──────── DATA IN THIS EXERCISE
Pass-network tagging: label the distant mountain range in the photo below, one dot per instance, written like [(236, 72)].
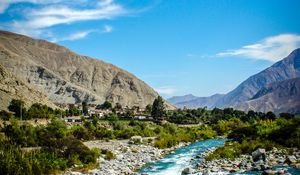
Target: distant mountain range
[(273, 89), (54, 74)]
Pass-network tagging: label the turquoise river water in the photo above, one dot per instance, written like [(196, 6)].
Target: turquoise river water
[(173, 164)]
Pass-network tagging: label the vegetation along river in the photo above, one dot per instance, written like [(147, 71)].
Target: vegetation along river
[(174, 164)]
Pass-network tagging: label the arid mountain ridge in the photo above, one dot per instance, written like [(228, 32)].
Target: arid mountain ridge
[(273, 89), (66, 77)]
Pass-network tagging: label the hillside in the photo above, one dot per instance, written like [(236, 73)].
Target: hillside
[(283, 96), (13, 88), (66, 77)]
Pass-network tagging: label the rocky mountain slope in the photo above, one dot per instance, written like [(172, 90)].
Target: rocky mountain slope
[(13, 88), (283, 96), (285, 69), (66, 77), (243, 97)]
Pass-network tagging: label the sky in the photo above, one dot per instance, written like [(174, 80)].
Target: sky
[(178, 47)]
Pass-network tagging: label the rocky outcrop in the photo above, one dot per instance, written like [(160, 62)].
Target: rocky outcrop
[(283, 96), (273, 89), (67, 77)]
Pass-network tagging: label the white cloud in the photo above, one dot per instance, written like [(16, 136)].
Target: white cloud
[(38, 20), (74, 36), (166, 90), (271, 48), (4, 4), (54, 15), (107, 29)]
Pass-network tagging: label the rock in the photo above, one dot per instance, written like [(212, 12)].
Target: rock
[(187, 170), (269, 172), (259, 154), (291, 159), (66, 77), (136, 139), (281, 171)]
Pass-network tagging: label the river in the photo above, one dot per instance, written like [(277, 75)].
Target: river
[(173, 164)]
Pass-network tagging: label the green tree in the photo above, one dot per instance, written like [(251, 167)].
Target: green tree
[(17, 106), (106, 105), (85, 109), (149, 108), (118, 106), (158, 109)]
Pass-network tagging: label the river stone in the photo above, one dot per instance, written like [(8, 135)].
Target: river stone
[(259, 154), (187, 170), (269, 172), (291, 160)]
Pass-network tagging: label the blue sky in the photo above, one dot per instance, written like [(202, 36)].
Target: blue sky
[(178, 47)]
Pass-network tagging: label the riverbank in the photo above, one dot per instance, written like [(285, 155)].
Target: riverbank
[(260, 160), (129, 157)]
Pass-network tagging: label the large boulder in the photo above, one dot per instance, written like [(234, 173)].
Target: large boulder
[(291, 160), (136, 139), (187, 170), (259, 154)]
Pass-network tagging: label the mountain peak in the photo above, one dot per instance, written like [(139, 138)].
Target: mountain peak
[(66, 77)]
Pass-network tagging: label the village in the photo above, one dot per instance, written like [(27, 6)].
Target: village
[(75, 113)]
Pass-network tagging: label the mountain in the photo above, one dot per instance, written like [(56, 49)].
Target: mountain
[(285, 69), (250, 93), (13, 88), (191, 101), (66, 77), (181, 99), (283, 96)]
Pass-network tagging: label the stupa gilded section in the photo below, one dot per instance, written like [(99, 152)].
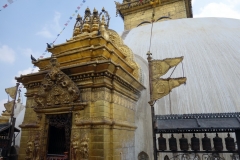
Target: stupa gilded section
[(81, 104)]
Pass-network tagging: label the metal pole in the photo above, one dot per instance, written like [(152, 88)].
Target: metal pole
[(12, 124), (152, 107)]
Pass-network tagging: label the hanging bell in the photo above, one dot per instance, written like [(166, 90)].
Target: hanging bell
────────────────
──────── DATA IN THIS EXERCISE
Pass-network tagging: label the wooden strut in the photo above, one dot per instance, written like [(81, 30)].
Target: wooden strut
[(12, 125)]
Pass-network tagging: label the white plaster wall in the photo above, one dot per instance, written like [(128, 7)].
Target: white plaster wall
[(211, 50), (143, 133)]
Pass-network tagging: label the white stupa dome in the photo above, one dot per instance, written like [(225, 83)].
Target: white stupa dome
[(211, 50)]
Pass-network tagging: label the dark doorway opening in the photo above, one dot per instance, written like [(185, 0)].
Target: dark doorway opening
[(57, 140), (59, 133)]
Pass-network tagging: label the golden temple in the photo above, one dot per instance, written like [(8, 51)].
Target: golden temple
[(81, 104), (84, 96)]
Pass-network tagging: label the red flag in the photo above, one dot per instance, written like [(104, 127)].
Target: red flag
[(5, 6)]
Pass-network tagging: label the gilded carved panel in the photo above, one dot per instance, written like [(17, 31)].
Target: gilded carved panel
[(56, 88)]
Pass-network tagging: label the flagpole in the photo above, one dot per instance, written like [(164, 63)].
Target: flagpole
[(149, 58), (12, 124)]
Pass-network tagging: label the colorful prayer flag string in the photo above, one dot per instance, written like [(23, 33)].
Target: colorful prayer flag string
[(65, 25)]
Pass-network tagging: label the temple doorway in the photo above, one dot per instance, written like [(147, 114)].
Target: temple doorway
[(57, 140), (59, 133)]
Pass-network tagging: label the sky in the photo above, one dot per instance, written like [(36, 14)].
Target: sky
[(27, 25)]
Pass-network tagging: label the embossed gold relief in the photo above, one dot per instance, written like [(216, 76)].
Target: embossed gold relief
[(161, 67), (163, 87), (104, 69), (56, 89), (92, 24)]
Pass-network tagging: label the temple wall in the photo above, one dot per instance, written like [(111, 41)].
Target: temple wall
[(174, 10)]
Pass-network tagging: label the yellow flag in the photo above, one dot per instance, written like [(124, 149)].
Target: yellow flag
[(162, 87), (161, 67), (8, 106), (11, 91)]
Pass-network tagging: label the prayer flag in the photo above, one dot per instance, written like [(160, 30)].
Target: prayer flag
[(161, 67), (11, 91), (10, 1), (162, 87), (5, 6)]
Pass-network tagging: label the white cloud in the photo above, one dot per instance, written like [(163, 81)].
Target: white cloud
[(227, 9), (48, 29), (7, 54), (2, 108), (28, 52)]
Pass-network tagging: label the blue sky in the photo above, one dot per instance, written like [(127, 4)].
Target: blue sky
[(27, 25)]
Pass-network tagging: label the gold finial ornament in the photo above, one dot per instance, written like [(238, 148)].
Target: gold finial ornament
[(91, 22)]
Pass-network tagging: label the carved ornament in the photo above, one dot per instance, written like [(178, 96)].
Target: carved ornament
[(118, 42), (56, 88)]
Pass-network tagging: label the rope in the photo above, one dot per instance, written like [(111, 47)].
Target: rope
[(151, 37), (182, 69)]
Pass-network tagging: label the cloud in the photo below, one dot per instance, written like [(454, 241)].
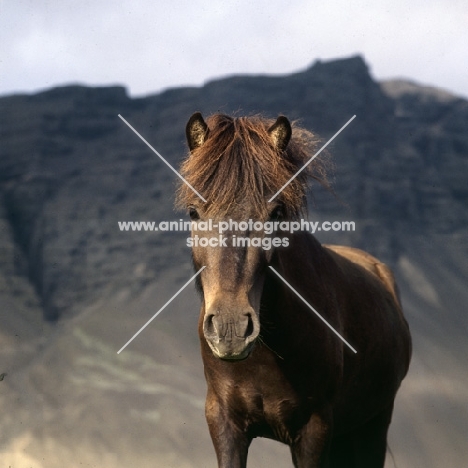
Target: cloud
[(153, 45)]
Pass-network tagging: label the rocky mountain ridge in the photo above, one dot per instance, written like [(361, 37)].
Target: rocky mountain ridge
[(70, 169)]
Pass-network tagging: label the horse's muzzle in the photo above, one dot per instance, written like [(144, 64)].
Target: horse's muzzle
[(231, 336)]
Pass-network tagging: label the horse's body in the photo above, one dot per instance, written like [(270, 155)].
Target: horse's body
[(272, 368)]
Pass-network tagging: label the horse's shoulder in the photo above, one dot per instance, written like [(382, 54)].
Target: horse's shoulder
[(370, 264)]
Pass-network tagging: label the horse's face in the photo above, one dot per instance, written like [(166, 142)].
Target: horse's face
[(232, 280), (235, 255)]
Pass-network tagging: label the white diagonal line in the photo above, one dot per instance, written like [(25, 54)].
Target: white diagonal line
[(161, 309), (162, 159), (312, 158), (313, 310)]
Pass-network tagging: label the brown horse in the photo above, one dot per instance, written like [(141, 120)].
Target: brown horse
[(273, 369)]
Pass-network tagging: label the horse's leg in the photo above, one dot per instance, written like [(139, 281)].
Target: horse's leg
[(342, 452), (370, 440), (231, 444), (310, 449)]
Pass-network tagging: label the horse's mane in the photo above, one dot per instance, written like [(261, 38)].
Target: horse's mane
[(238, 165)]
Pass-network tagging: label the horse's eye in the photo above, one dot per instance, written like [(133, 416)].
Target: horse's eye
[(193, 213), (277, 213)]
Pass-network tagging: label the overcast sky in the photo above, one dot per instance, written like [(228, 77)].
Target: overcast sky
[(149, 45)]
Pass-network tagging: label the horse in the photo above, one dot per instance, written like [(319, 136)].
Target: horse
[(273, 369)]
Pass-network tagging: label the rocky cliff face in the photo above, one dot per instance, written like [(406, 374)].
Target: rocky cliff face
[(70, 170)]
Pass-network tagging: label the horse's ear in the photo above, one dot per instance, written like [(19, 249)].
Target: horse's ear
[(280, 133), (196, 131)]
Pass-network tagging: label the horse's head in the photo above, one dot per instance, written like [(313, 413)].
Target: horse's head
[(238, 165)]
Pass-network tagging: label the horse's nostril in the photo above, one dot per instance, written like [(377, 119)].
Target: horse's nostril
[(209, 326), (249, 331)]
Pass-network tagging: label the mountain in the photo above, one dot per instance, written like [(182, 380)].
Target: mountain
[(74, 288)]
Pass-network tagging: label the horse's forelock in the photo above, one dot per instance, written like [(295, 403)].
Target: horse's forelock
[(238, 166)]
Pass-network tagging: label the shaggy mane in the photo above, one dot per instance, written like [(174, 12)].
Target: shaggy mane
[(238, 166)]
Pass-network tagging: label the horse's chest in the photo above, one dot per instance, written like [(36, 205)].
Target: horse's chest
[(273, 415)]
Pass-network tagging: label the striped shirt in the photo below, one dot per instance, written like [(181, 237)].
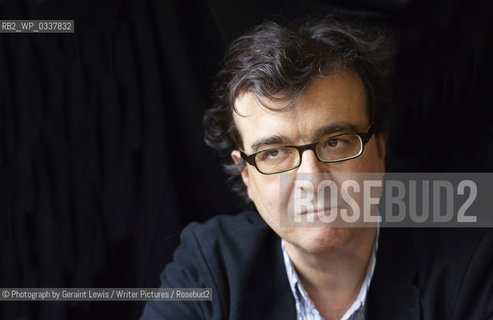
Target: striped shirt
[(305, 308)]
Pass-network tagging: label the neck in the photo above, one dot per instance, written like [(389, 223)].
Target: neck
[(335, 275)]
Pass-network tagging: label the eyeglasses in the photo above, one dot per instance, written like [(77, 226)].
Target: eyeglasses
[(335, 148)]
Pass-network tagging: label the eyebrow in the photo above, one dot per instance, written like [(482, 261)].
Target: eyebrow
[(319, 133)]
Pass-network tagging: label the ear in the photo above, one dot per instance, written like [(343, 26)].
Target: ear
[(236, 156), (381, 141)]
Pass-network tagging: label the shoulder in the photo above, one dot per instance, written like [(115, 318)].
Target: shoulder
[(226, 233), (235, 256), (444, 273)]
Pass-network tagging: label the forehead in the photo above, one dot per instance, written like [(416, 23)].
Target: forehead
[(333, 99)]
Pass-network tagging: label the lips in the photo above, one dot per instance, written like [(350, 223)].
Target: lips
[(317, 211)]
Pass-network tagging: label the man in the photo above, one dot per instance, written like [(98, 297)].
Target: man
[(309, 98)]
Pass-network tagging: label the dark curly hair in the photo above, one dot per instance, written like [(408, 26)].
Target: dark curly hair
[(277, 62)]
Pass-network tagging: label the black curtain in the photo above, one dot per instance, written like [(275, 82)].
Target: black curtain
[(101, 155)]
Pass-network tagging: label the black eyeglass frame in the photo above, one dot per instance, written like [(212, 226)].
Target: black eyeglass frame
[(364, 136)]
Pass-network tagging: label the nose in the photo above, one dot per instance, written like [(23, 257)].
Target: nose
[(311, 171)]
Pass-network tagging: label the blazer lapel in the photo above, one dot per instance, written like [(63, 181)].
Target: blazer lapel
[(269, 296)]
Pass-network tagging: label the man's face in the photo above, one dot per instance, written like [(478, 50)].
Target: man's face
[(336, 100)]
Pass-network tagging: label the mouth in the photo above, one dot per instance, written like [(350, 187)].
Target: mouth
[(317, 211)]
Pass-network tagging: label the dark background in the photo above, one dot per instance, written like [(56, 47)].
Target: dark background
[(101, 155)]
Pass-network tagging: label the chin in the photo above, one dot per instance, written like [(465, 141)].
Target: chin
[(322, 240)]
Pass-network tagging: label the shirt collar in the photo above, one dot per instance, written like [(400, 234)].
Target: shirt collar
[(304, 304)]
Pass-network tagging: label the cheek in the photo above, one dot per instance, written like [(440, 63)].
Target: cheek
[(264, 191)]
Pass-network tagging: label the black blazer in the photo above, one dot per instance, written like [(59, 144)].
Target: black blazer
────────────────
──────── DATA IN THIS EXERCISE
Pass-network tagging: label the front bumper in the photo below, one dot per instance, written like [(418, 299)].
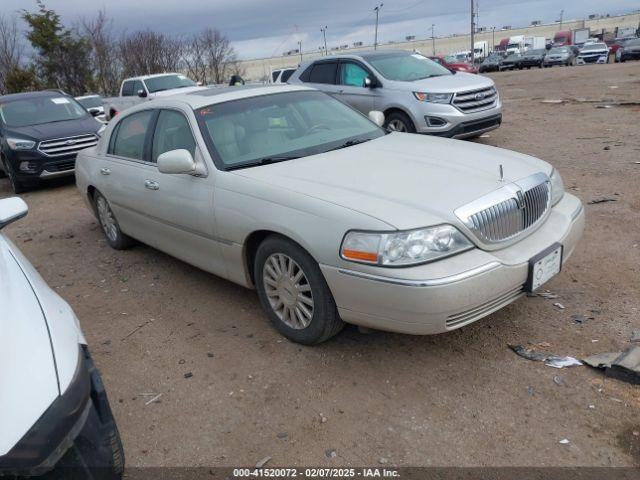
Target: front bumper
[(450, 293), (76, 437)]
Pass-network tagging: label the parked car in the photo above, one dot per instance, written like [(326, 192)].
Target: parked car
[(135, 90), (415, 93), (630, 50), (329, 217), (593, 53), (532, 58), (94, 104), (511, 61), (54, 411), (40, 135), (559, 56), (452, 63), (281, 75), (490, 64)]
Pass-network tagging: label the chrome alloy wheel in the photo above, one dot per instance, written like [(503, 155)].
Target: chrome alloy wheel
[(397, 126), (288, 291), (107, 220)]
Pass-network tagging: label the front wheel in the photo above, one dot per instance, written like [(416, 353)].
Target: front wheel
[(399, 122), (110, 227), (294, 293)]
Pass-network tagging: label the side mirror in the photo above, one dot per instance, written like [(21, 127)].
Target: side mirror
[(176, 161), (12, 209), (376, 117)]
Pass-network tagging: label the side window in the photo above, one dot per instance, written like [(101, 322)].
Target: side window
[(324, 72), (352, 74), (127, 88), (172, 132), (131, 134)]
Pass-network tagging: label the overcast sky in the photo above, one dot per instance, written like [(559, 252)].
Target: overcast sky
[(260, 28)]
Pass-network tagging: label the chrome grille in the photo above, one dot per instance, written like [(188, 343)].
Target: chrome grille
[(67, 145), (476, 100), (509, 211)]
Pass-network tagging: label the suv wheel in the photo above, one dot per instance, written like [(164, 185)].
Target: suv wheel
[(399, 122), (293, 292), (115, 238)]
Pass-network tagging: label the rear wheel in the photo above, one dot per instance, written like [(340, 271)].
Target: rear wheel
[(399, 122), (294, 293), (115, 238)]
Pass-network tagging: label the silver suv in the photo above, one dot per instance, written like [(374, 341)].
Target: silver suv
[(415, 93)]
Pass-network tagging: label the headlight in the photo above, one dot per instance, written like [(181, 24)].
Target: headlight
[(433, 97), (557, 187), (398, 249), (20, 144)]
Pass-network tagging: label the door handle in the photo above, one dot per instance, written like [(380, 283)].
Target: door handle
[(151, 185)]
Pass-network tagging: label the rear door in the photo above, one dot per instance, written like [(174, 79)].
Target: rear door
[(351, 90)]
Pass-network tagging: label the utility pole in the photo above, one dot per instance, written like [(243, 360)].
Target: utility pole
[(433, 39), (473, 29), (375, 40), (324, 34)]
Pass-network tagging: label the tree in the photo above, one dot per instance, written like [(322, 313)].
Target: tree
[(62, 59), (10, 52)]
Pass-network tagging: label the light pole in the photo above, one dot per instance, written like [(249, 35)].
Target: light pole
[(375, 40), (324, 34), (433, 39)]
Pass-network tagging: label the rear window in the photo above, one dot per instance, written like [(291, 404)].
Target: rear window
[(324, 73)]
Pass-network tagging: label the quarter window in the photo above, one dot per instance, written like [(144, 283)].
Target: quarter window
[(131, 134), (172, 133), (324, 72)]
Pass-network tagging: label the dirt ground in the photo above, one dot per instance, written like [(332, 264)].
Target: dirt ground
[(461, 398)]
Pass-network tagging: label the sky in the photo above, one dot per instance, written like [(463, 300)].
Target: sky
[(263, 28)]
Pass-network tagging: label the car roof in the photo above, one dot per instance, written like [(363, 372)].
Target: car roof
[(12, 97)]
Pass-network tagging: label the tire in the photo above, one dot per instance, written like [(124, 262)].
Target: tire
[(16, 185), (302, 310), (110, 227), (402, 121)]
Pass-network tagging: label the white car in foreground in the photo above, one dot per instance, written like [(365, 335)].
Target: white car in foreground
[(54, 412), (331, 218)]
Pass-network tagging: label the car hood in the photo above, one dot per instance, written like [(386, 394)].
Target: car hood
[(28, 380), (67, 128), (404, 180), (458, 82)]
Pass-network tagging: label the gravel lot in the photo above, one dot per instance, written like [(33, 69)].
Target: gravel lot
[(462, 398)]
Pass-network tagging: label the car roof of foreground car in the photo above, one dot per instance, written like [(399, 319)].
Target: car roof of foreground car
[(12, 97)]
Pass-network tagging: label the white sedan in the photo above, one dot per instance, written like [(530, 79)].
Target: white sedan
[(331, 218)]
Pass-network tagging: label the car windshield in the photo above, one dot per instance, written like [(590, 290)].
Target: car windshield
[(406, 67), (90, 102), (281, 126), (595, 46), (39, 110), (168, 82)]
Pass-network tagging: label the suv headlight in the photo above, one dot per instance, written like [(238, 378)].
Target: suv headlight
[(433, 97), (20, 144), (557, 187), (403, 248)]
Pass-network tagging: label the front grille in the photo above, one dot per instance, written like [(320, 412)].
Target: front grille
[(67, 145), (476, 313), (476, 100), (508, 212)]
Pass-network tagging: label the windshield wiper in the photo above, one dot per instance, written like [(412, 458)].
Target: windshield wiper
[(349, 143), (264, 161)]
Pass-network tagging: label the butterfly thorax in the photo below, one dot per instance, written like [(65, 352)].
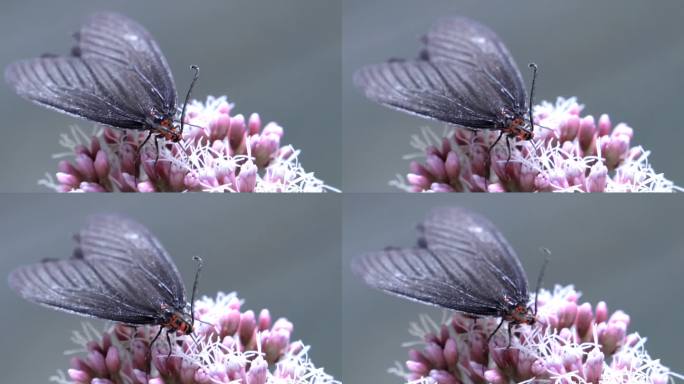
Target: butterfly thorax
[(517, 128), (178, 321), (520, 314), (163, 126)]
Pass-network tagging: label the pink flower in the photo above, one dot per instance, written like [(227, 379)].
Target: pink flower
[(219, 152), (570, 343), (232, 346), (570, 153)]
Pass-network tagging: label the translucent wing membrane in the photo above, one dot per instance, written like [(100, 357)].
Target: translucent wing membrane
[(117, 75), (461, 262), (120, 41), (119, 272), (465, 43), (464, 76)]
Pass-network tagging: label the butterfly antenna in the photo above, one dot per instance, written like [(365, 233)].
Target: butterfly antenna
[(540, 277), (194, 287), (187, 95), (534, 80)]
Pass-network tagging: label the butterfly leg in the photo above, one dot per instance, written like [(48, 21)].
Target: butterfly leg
────────────────
• _WORK TASK_:
Look above for the line with "like [(174, 80)]." and the line with "Pass-network tagging: label the mountain peak", and reproduce exactly those two lines plus every line between, nothing more.

• _RESPONSE BELOW_:
Pass-network tagging: label the sky in the photo above, one dot per instance, written like [(174, 80)].
Target: sky
[(178, 47)]
Pass-network tagging: label the rocky outcrop in the photo above, one dot per instance, written like [(160, 62)].
Target: rocky outcrop
[(283, 96), (273, 89), (67, 77)]
Pass-network tagging: label the white cloud in the photo above, one dot per instance, written like [(16, 136)].
Target: white cloud
[(38, 20), (74, 36), (166, 90), (271, 48), (4, 4), (54, 15), (107, 29)]
Pass-network tagging: label the rock in the photo above, one dot per instance, written like [(212, 12)].
Target: rock
[(187, 170), (269, 172), (259, 154), (291, 159), (66, 77), (136, 139), (281, 171)]
Pass-network tagging: label the river in the photo above, one dot per instance, written like [(277, 75)].
Target: river
[(173, 164)]
Pass-network tagging: label the green tree in the photo above, one dot per instance, written like [(251, 167)].
Target: green tree
[(17, 106), (106, 105), (85, 109), (149, 108), (118, 106), (158, 109)]
Pass-network tagging: label the river stone in the photo above, one dot per instance, written like [(8, 135)].
Target: river stone
[(259, 154), (187, 170), (269, 172), (291, 160)]
Pass-network tagging: label the blue sky in the photo above, one dot per instance, written like [(202, 36)].
Target: blue sky
[(178, 47)]
Pass-network tagging: label the riverbank in the photo above, one dot per instance, written like [(285, 155)].
Target: riverbank
[(260, 160), (129, 157)]
Pass-network tagging: label the large boulder in the photo above, one dot per instance, written like [(234, 173)].
Target: large boulder
[(291, 160), (136, 139), (187, 170), (259, 154)]
Pass-network tagging: label the mountain peak in the photo above, one dot per instance, written like [(139, 138)].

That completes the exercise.